-------- Recorded information

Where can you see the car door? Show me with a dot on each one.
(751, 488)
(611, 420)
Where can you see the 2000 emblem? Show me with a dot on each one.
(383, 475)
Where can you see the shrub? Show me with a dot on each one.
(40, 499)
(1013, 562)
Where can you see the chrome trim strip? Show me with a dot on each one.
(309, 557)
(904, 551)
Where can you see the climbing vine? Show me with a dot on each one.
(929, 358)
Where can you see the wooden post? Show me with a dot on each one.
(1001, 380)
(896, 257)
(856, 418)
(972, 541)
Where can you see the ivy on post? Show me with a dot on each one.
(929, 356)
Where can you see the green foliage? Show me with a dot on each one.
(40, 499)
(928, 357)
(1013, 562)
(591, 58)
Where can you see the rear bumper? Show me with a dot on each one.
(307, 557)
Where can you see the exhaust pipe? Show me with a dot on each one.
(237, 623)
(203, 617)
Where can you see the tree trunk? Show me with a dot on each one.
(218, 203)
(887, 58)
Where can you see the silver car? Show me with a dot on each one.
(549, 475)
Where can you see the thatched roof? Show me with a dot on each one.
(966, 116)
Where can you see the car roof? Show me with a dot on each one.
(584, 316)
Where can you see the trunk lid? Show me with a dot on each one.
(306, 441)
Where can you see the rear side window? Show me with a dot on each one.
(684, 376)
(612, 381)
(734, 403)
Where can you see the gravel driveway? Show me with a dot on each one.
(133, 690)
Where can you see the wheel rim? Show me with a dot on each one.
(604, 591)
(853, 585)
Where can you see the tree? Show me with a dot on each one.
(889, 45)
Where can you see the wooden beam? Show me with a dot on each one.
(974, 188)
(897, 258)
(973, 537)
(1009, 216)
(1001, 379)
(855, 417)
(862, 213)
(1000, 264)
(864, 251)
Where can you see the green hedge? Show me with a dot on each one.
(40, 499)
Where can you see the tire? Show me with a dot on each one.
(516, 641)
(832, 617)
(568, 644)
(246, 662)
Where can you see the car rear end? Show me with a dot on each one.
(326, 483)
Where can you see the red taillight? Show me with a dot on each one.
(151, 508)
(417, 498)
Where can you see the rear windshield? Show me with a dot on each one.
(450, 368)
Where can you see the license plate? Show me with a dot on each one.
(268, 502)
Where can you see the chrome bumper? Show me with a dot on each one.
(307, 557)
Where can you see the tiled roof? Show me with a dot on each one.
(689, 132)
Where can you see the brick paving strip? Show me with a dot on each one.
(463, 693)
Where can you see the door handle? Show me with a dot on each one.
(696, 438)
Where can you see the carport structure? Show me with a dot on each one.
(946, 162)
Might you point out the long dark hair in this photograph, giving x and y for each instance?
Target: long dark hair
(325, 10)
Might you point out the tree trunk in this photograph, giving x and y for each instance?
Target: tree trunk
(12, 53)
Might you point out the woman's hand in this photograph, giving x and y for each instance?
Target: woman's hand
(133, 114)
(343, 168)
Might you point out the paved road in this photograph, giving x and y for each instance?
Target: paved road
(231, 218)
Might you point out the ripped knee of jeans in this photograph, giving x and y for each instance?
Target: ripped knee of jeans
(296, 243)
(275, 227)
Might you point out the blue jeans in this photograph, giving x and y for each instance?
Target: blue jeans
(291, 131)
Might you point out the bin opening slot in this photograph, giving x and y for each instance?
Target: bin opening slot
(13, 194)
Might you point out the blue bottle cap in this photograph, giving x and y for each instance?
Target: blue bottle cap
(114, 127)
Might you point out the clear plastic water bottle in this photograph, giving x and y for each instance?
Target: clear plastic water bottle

----------------

Work task
Give every entry back exactly as it was written above.

Answer section
Where can you see the car door? Show me with a dot on each one.
(751, 488)
(611, 420)
Where can you see the 2000 emblem? Show me with a dot on each one.
(383, 475)
Where can you see the shrub? Show me with a dot on each one.
(40, 499)
(1013, 562)
Where can you see the chrome trim strip? Show me with a dot on each one.
(309, 557)
(904, 551)
Where can you see the climbing vine? Show me with a dot on each one.
(929, 358)
Where can you see the wooden post? Show me with a dot on each one.
(1001, 380)
(896, 257)
(856, 418)
(972, 541)
Where can you see the ivy on post? Show me with a dot on each one.
(929, 356)
Where can you see the green foliage? Show me with a dot on each one.
(40, 499)
(928, 357)
(1013, 562)
(591, 58)
Where can you see the rear bumper? Show me with a dot on each one.
(307, 557)
Where can you see the exhaust pipe? Show me with a dot on each one.
(237, 623)
(203, 617)
Where can you see the tree trunk? Show me with a dot on each one.
(218, 203)
(887, 58)
Where can you see the silver car? Show me with a dot on each one.
(549, 475)
Where can you see the thatched roof? Show me with a dot on each one.
(966, 116)
Where can you see the car roof? Show me with a dot on each one.
(584, 316)
Where can you see the trunk lid? Show me with a dot on each one.
(306, 441)
Where can you see the rear side window? Show me with a dot on each one.
(684, 376)
(612, 381)
(734, 403)
Where can you see the gravel driveway? Show me with a dot on each one.
(133, 690)
Where can you see the wheel rim? Show me with a dot on each one.
(604, 591)
(853, 585)
Where can you see the tree? Show me with a dot on each one.
(889, 45)
Where can you see the wooden beam? Show me with a dot on each one.
(974, 188)
(897, 258)
(973, 537)
(1009, 216)
(1001, 379)
(855, 417)
(862, 213)
(1000, 264)
(864, 251)
Where can you see the green hedge? Show me with a dot on each one.
(40, 499)
Where can you see the tire? Show me with a dot on each one.
(516, 641)
(832, 617)
(568, 644)
(246, 662)
Where can you see the car rear end? Show me with a dot on each one.
(326, 483)
Where can you see the red taillight? Show me with a dot on each one.
(151, 508)
(417, 498)
Where can you see the rear windshield? Show me with a dot on each one.
(450, 368)
Where can you see the license plate? Show me with a dot on each one.
(268, 502)
Where can you see the chrome bumper? Show me with a dot on each one.
(307, 557)
Where can you see the tiled roof? Show me with a dot on each one.
(689, 132)
Where can you see the brick paving strip? Show me with a dot on each one.
(463, 693)
Where can you see the door handle? Show me with a dot on each one.
(696, 438)
Where can you see the carport structure? Show me with a dot on each one.
(946, 162)
Might you point out the long dark hair in this photograph, giving x and y for each instance?
Target: long dark hair
(325, 10)
Might you point out the tree trunk in this photograph, giving x and y for each instance?
Target: tree trunk
(12, 53)
Might you point out the woman's hand in this photograph, giving x and y for each instance?
Target: woman's hand
(133, 114)
(343, 168)
Might you point out the paved road in this photograph, giving x and y for each instance?
Target: paved road
(231, 218)
Might you point out the ripped knee of jeans in this photograph, giving x and y for each instance?
Target: ripped knee of jeans
(296, 243)
(275, 227)
Might you point out the blue jeans in this photograph, giving x and y for each instance?
Target: blue jeans
(291, 131)
Might you point out the bin opening slot in this photograph, giving x and y for each instance?
Target: bin opening slot
(13, 194)
Might you point out the blue bottle cap in this photograph, giving x and y for each instance?
Target: blue bottle cap
(114, 127)
Might you point out the clear plastic water bottle in this photograph, giving x and y for each instance?
Target: clear plastic water bottle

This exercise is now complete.